===== TEXTO FUENTE
Ser pionera es algo que en España se paga tarde y mal. En el Madrid de los tranvías y los mentideros, aquél de tabernas rojas y corrales en los bajos de las casas, apareció una niña cuya biografía parecía escrita con pentagramas en lugar de … con tinta. Se llamaba María Rodrigo Bellido y nació en 1888, en una ciudad que producía políticos oradores, escritores prolíficos y guitarristas en cada portal, pero que no estaba acostumbrada a que una señorita de trenzas y lazos de encaje se sentara al piano con la misma seriedad con la que otros niños aprendían la tabla de multiplicar.
Los vecinos la miraban con una mezcla de devoción y recelo. Para las señoras del barrio, «la niña del piano» era casi un espectáculo municipal: tan pronto se corría la voz de que iba a ensayar, se dejaban las compras en el mercado para subir a escuchar, entre cotilleo y suspiritos, a la criatura que era capaz de domesticar a Chopin sin despeinarse. Claro que siempre había alguna voz sensata —generalmente masculina y con puro en la boca— que preguntaba si tanta tecla no acabaría distrayendo a la muchacha de lo importante: aprender a bordar servilletas con iniciales.
La pequeña María no estaba sola en esta aventura: su hermana Mercedes, igual de brillante en el piano, completaba el dúo prodigioso. La casa de los Rodrigo sonaba más que una verbena, aunque con menos chorizo parrillero y bastante más disciplina. Y es que el padre, funcionario, y la madre, paciente y orgullosa, habían decidido que sus hijas serían algo más que prodigios de salón. Aquello no era simple adorno de visitas, sino vocación seria. A los catorce años, mientras otras niñas madrileñas estaban entre el catecismo y los juegos de cuerda, María ofrecía conciertos públicos y deslumbraba a maestros como Ruperto Chapí y Tomás Bretón, nombres que en España sonaban a Zarzuela y batuta con autoridad. Que la niña los tuviera por mentores no era una casualidad, sino una obligación que no podían ignorar.
==========
TAREA PENDIENTE:
Cita del texto sobre María Rodrigo Bellido el fragmento que va desde "La pequeña María" hasta "no podían ignorar.".
===== DATOS PROPORCIONADOS
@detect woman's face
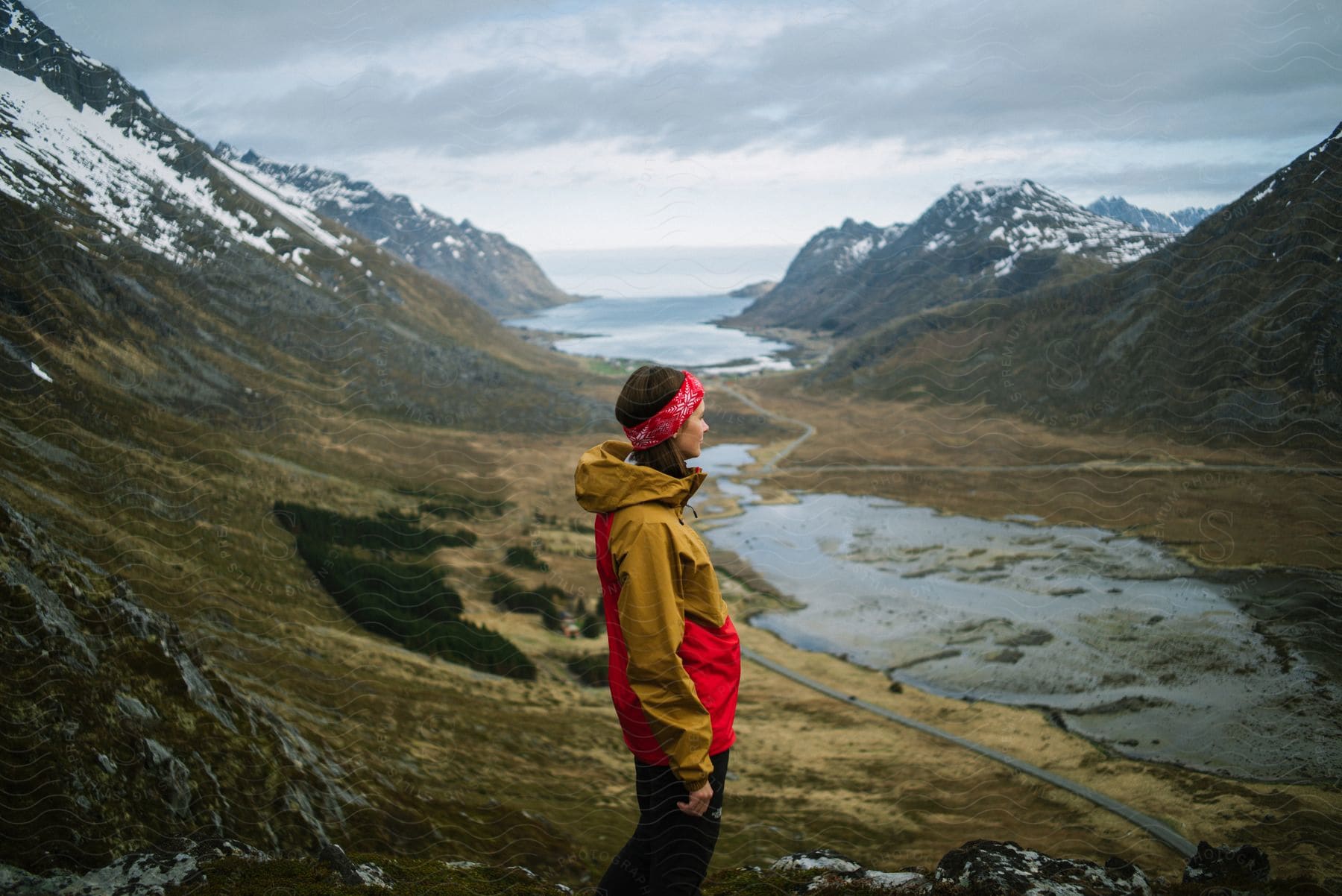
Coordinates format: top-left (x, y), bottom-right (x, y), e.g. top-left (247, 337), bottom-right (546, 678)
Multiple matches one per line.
==========
===== DATOS PROPORCIONADOS
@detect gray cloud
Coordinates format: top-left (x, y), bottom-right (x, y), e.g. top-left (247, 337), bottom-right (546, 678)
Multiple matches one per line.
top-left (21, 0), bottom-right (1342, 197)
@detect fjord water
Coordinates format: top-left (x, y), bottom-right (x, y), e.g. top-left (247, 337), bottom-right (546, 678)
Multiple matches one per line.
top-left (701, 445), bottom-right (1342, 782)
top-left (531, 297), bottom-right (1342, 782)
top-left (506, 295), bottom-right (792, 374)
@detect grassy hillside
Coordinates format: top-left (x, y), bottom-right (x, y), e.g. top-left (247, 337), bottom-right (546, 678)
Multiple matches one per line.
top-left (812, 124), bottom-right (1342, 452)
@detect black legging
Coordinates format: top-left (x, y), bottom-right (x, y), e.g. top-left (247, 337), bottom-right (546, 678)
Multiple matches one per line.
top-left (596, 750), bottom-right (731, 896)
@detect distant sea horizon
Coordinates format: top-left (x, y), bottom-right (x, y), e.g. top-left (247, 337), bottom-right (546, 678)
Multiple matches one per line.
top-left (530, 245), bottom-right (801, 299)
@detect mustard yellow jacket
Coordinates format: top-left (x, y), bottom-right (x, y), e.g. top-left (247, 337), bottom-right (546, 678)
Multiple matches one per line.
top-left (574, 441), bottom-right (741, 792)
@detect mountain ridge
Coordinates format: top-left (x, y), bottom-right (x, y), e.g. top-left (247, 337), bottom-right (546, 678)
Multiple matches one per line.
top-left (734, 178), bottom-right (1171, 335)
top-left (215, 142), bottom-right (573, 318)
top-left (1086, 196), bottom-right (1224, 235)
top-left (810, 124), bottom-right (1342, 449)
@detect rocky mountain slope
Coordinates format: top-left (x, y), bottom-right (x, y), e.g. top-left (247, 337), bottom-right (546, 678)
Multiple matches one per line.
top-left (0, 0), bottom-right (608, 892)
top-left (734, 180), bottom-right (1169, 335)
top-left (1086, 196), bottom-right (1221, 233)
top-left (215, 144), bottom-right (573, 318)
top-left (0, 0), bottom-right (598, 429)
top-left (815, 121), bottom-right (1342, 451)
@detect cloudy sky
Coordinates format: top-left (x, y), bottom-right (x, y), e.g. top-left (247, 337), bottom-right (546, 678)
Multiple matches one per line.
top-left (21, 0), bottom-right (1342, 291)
==========
RESPUESTA:
La pequeña María no estaba sola en esta aventura: su hermana Mercedes, igual de brillante en el piano, completaba el dúo prodigioso. La casa de los Rodrigo sonaba más que una verbena, aunque con menos chorizo parrillero y bastante más disciplina. Y es que el padre, funcionario, y la madre, paciente y orgullosa, habían decidido que sus hijas serían algo más que prodigios de salón. Aquello no era simple adorno de visitas, sino vocación seria. A los catorce años, mientras otras niñas madrileñas estaban entre el catecismo y los juegos de cuerda, María ofrecía conciertos públicos y deslumbraba a maestros como Ruperto Chapí y Tomás Bretón, nombres que en España sonaban a Zarzuela y batuta con autoridad. Que la niña los tuviera por mentores no era una casualidad, sino una obligación que no podían ignorar.